> [What this task involves]: List each line of the listing below that contains the string "netting".

> [Data lines]:

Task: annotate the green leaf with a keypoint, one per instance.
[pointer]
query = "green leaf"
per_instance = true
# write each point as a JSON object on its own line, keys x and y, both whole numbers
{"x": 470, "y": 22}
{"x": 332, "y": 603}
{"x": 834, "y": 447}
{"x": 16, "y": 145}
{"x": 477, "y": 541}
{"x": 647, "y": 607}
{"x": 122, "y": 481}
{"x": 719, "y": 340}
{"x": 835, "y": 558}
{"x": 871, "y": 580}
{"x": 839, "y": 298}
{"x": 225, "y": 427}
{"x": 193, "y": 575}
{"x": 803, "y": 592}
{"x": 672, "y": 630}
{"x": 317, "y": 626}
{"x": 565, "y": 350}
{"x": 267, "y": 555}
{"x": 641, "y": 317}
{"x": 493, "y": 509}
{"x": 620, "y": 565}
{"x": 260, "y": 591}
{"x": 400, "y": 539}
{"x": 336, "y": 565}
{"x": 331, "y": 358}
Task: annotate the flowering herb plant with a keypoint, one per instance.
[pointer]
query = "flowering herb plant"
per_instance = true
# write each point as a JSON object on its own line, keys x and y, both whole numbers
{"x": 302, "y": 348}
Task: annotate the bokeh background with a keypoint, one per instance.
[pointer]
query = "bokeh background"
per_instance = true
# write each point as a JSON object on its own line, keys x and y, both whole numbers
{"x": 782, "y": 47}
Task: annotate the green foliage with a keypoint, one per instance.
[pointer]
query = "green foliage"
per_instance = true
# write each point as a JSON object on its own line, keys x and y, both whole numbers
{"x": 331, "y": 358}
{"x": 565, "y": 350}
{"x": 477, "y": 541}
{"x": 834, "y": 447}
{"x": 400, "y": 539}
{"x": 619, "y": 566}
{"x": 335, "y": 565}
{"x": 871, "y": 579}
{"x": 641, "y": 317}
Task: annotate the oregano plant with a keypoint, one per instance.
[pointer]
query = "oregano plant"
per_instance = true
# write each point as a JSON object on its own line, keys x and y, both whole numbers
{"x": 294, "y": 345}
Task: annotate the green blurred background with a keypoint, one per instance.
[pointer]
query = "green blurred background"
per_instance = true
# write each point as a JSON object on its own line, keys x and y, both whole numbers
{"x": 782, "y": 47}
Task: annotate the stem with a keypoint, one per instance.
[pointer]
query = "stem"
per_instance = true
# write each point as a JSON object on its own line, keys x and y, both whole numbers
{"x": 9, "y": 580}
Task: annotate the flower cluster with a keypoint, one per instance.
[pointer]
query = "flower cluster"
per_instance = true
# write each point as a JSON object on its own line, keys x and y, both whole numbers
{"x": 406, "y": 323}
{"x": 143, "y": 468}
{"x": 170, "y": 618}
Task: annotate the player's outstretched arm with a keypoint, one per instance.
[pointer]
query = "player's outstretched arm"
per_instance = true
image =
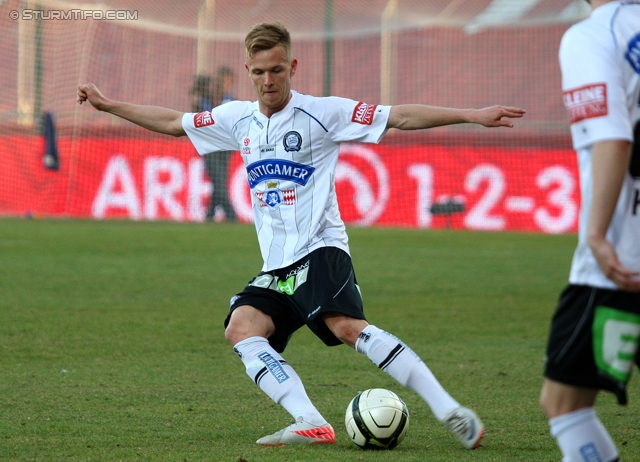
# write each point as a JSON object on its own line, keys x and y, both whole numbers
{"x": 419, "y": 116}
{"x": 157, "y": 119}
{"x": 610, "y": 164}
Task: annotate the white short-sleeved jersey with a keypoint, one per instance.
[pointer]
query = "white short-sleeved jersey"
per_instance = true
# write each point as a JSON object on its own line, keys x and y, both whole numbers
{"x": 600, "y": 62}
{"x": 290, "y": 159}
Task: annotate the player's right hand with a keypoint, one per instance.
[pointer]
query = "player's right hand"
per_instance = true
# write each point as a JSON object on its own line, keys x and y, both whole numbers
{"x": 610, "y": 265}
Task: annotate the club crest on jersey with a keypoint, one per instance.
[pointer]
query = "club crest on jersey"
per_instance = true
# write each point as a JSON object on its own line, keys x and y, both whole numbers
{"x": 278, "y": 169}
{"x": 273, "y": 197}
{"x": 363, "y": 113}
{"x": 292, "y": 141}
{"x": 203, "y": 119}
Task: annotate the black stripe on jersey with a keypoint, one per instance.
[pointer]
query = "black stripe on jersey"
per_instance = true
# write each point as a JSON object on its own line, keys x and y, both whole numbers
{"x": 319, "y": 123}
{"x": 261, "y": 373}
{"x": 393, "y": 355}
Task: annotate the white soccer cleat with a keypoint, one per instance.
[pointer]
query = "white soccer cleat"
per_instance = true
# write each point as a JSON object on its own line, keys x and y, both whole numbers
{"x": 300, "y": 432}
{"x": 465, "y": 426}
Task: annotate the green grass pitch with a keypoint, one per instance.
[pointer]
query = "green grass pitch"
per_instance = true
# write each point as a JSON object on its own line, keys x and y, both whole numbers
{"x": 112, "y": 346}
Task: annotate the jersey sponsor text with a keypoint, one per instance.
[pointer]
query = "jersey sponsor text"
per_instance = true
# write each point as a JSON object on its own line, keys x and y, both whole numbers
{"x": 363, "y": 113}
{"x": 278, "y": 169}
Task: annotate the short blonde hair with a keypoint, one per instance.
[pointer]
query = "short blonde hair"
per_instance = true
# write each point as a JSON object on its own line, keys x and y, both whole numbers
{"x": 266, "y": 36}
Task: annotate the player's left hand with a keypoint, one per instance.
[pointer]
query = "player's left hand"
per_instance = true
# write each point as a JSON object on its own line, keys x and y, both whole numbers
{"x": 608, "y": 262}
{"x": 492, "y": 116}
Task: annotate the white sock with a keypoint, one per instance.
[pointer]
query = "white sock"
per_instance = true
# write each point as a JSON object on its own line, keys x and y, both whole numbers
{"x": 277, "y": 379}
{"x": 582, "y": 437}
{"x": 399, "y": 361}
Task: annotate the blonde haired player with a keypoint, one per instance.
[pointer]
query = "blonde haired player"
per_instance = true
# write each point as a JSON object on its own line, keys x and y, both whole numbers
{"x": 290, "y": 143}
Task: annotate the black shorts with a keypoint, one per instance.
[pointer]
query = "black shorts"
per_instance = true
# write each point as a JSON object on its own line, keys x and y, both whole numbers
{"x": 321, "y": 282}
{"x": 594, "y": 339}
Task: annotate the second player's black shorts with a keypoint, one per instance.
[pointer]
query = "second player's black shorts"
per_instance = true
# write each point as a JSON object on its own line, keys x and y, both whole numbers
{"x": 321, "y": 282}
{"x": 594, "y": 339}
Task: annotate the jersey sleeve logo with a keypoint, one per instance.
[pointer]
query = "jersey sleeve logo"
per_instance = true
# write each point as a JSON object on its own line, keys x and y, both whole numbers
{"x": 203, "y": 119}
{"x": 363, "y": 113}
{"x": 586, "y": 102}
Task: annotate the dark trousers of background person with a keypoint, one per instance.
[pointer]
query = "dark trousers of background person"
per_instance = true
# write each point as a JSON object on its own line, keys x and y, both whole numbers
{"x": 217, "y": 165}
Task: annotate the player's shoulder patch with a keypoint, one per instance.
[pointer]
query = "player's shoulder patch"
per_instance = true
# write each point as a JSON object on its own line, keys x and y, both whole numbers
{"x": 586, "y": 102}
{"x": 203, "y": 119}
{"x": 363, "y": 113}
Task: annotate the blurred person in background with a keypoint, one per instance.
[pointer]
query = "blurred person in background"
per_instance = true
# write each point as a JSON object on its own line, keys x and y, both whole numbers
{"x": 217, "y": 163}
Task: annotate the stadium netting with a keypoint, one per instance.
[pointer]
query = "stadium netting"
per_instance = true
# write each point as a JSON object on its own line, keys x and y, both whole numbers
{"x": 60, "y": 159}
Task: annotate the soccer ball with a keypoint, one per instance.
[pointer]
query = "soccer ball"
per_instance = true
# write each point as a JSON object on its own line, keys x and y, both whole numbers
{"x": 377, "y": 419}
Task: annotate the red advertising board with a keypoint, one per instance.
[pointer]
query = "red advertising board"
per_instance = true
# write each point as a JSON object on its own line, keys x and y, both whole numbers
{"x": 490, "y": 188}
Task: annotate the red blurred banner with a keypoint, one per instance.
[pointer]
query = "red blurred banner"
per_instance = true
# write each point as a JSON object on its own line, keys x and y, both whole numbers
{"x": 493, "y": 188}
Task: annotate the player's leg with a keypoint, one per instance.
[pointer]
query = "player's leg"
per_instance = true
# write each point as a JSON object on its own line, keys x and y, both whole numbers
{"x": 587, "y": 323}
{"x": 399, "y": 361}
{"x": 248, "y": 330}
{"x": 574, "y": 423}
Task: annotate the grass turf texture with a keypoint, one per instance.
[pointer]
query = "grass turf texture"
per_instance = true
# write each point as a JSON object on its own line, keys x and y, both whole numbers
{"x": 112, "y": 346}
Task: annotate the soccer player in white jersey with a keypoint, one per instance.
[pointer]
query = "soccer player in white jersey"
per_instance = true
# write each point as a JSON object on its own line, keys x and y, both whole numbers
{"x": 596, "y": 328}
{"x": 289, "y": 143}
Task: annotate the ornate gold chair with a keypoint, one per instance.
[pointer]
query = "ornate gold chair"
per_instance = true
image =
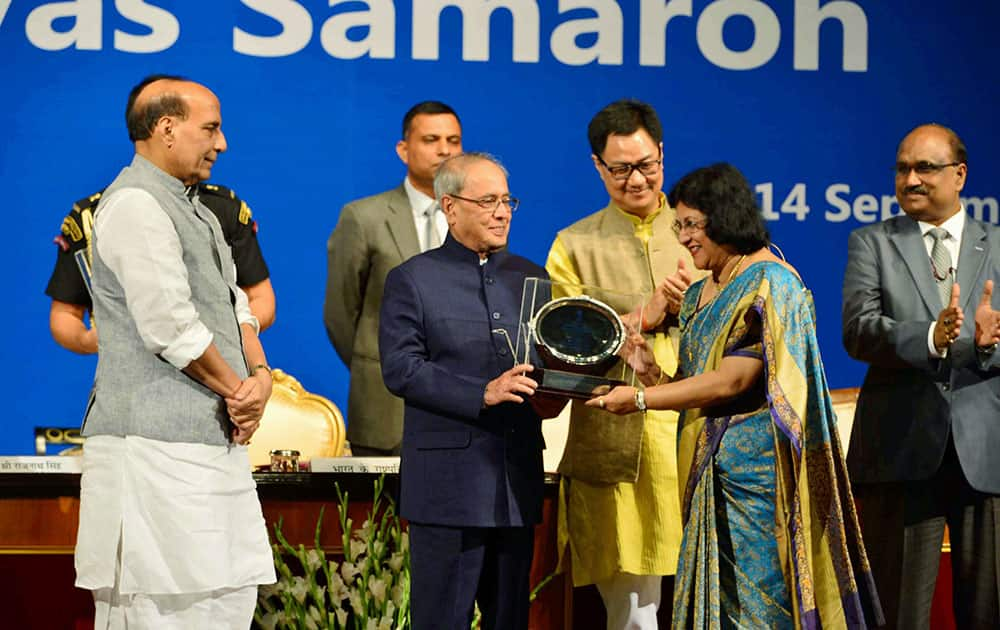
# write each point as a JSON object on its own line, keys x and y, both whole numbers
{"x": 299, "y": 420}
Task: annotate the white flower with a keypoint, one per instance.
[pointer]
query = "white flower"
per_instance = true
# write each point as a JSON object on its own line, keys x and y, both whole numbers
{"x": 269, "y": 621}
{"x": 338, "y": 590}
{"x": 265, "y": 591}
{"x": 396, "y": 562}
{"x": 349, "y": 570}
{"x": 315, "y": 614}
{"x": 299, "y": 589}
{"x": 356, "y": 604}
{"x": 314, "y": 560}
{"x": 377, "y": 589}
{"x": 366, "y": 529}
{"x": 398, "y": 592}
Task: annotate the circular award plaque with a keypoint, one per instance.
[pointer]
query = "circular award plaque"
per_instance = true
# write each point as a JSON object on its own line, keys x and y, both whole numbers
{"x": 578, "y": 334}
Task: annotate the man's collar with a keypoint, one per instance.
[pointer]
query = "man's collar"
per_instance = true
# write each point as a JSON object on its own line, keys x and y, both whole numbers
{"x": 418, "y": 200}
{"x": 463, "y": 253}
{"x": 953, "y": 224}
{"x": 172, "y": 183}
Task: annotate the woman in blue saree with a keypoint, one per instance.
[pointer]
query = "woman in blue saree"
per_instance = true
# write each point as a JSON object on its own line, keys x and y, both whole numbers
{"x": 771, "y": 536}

* * *

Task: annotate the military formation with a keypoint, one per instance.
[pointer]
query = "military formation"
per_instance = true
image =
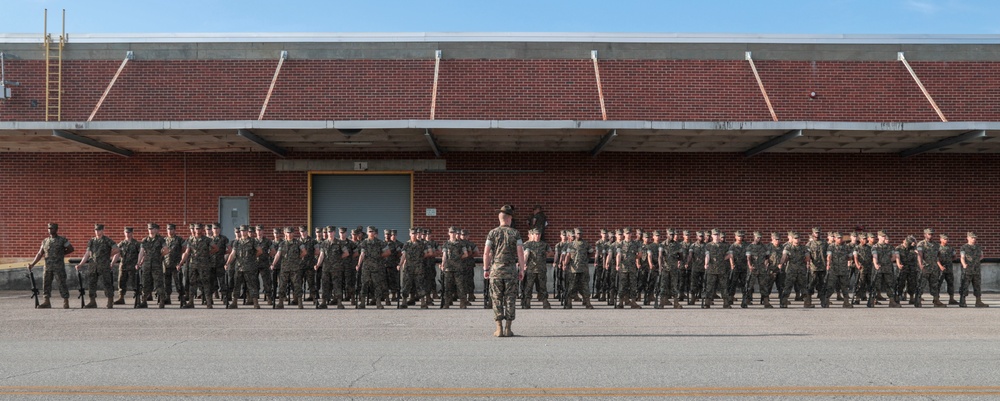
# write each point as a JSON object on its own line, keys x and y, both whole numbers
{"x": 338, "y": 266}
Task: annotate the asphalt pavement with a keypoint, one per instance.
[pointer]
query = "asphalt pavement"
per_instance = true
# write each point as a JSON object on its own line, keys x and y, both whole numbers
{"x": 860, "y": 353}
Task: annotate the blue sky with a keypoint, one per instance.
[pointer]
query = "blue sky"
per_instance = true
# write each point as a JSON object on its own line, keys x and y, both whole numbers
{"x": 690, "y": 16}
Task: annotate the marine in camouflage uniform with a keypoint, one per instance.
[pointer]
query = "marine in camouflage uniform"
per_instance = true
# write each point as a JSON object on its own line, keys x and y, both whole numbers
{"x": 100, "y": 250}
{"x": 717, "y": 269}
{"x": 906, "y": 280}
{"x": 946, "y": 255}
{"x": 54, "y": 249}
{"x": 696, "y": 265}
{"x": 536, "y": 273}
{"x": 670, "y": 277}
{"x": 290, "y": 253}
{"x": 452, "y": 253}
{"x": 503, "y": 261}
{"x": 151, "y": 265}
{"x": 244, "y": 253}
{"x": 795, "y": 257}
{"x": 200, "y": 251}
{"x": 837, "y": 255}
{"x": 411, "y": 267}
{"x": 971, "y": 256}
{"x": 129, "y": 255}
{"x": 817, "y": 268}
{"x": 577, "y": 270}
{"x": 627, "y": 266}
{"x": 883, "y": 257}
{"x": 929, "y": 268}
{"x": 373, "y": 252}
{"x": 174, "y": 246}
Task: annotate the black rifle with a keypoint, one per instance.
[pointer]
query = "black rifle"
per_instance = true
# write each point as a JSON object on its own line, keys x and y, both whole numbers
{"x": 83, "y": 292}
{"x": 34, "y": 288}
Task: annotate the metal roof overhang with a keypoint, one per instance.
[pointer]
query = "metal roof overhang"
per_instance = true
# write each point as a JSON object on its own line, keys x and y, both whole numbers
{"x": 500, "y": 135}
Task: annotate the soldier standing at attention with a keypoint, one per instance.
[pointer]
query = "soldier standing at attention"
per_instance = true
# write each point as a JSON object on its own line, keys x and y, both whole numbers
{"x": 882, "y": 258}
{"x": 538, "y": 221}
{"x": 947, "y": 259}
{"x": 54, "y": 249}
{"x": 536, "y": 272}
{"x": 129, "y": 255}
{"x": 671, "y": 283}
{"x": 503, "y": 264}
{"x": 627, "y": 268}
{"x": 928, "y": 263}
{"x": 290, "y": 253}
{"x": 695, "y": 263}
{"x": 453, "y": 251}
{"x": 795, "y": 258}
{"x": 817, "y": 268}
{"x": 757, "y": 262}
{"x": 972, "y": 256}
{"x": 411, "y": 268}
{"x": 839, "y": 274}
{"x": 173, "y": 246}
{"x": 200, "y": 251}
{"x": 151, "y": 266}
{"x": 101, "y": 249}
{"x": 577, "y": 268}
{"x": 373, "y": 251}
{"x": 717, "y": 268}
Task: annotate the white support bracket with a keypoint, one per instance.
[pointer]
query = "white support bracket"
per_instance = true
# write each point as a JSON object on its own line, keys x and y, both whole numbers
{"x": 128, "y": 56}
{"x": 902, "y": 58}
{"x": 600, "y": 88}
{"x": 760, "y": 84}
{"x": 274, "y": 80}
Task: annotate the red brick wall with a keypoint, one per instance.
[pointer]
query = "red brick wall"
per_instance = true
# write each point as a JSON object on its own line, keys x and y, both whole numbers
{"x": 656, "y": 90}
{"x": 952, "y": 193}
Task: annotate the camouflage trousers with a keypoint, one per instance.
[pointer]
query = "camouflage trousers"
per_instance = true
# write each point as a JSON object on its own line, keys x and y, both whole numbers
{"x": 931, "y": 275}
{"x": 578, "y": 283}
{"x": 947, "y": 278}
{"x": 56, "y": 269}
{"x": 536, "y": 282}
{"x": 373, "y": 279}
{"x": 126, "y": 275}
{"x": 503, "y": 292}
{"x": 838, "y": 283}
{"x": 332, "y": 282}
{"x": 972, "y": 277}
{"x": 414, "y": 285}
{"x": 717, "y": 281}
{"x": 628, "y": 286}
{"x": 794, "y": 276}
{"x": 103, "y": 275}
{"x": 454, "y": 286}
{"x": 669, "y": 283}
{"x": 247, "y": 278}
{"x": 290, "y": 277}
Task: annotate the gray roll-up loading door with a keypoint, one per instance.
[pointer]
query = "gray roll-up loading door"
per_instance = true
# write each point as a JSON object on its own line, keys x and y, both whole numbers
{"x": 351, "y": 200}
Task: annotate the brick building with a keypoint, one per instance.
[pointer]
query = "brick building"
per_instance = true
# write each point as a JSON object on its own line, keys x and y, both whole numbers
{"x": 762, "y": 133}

> [Written solution]:
Task: annotate the stadium netting with a keypoint, one per instance.
query = "stadium netting"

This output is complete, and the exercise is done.